**Article**

Continuing the ban on reporting sensitive subjects, the Islamic Republic’s government ordered journalists not to write about the petrol rationing or subsequent riots of late June. Newspaper closures have continued this month with the shutdown of Ham Mihan newspaper on July 3, only two months after it was allowed to resume publishing. According to officials, the new ban derives from a procedural mistake in the trial of its publisher, Gholam Hossein Karbaschi. Two days later, the government formally closed the newspaper Mosharekat, revoking its license and fining its editor, Mohammad Reza Khatami. Mosharekat had been under suspension for seven years for alleged propaganda against the regime, insulting articles, and other charges. 
 
On July 7, the Minister of Culture, Mohammad Hossein Saffar-Harandi, stated that the government sees a “creeping coup in the press” Reuters reports. Consequently, President Ahmadinejad’s office announced the creation of a team to confront publications critical of the government. Communications and Information Deputy Mohammad Jaffar Behdad stated that the team would “use its legal and professional right to take a stand against the insulters and the black propaganda of a school that will keep on propagating its lies and black views against the government,” according to Rooz.

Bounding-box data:

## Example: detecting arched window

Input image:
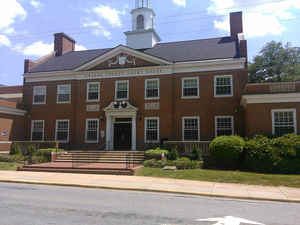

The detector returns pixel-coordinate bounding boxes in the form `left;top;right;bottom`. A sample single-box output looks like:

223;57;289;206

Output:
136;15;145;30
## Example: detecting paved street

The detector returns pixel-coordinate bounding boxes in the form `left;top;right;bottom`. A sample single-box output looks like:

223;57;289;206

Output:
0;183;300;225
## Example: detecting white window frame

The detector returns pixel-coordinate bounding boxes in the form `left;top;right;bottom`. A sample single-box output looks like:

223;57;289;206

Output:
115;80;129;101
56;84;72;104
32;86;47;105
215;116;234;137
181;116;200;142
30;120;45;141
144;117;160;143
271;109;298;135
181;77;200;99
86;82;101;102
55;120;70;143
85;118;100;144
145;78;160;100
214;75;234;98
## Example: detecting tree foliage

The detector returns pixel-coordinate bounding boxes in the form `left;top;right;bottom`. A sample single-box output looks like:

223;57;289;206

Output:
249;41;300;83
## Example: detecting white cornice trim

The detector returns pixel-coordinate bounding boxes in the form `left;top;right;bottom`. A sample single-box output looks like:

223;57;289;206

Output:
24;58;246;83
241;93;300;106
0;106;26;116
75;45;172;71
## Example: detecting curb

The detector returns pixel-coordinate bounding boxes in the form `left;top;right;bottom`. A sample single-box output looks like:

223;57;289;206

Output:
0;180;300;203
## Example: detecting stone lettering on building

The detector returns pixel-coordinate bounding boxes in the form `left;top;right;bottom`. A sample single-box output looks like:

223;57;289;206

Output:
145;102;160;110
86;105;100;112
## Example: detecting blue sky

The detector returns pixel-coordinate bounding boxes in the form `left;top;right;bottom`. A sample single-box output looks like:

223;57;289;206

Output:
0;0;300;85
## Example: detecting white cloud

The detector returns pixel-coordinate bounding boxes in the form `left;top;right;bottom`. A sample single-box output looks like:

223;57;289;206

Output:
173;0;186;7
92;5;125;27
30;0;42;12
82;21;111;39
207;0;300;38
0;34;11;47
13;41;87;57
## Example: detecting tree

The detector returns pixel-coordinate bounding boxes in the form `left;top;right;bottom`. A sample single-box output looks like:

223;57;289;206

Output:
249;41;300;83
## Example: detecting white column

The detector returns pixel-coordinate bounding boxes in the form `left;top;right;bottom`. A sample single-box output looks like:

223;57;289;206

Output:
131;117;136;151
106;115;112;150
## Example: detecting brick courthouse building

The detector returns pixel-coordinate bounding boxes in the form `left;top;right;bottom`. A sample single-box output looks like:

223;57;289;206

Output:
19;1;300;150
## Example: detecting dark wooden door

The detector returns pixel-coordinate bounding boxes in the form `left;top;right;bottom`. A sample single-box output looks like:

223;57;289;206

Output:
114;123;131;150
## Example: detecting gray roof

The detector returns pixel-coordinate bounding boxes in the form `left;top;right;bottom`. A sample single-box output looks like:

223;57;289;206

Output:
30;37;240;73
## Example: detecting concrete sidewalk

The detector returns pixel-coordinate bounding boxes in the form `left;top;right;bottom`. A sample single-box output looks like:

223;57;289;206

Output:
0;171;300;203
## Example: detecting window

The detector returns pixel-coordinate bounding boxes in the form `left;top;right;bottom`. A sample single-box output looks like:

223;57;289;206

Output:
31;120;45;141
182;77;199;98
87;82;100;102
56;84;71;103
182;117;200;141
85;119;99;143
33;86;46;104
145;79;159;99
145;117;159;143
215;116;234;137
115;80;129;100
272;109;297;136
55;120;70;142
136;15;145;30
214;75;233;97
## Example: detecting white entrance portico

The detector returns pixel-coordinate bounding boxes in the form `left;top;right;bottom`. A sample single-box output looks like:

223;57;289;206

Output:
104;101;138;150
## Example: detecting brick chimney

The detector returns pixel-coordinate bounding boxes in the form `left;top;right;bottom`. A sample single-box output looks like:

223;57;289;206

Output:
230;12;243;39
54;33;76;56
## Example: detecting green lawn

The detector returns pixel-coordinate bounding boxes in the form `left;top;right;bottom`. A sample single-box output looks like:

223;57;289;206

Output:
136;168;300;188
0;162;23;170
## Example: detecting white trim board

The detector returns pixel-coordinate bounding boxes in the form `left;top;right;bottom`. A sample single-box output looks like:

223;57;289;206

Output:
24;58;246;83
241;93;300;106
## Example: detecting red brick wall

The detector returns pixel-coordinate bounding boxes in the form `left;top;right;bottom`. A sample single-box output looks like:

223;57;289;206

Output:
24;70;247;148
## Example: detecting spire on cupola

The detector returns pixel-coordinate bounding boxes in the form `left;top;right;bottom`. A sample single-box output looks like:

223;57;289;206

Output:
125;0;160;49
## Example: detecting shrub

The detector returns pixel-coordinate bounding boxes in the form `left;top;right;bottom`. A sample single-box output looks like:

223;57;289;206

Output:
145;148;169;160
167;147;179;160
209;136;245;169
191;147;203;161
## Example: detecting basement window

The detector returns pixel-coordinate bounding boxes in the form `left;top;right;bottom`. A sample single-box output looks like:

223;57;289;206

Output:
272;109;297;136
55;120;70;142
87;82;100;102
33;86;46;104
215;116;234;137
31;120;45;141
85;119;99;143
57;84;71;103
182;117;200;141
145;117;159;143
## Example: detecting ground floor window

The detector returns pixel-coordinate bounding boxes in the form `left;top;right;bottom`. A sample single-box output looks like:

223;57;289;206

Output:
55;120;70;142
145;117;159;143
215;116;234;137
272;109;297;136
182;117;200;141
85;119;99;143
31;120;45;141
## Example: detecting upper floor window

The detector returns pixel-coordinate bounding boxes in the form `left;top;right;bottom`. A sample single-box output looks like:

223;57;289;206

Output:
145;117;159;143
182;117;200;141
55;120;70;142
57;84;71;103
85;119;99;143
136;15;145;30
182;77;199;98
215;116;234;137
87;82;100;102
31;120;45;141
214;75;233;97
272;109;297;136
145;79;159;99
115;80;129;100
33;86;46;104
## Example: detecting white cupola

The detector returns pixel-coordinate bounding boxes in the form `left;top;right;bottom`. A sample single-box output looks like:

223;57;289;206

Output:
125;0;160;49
* * *
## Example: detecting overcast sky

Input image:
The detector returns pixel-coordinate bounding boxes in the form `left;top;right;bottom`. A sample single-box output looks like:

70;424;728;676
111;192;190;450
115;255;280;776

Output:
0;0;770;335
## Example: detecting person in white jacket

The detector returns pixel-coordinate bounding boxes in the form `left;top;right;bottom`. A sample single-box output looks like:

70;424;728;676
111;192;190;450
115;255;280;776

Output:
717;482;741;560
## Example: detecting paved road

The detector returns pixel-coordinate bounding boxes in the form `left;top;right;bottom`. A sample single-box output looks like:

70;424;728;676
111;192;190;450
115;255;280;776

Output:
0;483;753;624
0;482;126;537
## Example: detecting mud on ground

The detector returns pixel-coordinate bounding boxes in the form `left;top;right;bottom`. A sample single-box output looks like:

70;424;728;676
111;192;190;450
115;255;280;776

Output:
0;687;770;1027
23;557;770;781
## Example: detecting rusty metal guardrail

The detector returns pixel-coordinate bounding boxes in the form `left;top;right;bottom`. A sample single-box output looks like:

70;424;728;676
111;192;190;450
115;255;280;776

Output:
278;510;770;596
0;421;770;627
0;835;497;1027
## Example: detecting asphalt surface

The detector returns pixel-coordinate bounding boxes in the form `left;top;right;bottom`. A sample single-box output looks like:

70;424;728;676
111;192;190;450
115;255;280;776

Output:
--
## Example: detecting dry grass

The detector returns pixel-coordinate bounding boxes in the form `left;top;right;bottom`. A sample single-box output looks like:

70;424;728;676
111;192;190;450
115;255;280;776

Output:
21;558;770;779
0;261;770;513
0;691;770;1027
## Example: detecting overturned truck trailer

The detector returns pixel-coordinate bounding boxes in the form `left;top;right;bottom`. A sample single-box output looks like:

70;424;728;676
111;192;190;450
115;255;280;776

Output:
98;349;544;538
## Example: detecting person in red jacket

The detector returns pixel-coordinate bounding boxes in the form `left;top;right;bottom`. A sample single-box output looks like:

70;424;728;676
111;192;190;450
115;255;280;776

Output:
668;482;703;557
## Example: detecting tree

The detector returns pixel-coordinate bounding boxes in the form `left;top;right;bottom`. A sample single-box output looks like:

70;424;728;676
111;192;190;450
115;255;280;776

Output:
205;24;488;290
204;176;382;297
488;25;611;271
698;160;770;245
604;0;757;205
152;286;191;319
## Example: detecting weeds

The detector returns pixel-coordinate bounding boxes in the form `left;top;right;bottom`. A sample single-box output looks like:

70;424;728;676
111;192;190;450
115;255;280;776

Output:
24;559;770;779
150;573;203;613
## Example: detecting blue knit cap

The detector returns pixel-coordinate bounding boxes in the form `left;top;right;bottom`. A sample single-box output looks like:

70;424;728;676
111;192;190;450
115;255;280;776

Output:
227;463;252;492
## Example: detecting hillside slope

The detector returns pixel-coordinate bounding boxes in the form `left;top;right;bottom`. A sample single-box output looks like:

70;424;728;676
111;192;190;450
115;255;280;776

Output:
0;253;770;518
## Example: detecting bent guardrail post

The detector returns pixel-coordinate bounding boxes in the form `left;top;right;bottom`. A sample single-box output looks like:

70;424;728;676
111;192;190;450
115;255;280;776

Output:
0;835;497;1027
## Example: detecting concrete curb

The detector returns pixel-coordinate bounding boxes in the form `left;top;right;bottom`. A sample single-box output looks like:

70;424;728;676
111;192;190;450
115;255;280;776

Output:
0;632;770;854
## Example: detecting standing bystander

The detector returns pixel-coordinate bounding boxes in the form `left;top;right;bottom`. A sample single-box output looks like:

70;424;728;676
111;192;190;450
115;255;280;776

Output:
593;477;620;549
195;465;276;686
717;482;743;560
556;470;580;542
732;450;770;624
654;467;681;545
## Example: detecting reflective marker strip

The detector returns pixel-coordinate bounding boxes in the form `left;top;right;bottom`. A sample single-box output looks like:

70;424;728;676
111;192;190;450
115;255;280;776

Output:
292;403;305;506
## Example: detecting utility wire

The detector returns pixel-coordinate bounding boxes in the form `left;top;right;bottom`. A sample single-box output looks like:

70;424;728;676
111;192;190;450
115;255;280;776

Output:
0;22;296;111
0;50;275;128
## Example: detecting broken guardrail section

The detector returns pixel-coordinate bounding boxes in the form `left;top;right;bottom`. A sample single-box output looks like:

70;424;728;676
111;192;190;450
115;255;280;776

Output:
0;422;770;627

**Actions to take**
A) In the article on Iran's press restrictions, who is named as the editor of Mosharekat who was fined when the newspaper was formally closed?
B) Reproduce the passage of the article on Iran's press restrictions between "On July 7, the" and "according to Rooz.", inclusive.

**Answers per task**
A) Mohammad Reza Khatami.

B)
On July 7, the Minister of Culture, Mohammad Hossein Saffar-Harandi, stated that the government sees a “creeping coup in the press” Reuters reports. Consequently, President Ahmadinejad’s office announced the creation of a team to confront publications critical of the government. Communications and Information Deputy Mohammad Jaffar Behdad stated that the team would “use its legal and professional right to take a stand against the insulters and the black propaganda of a school that will keep on propagating its lies and black views against the government,” according to Rooz.